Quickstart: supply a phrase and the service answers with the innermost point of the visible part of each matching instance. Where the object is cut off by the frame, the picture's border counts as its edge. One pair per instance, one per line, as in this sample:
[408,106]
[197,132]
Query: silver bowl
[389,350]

* [WRITTEN TASK] Repeat the records above line for line, without any changes.

* [OUTPUT FOR THIS TASK]
Quickstart: supply a phrase and the service answers with the innermost point of the visible part of each matching instance. Where the object is cut off by the frame, the picture's border counts as its edge. One pair per instance, one per line, as in this sample:
[408,106]
[197,132]
Query: silver bowl
[389,350]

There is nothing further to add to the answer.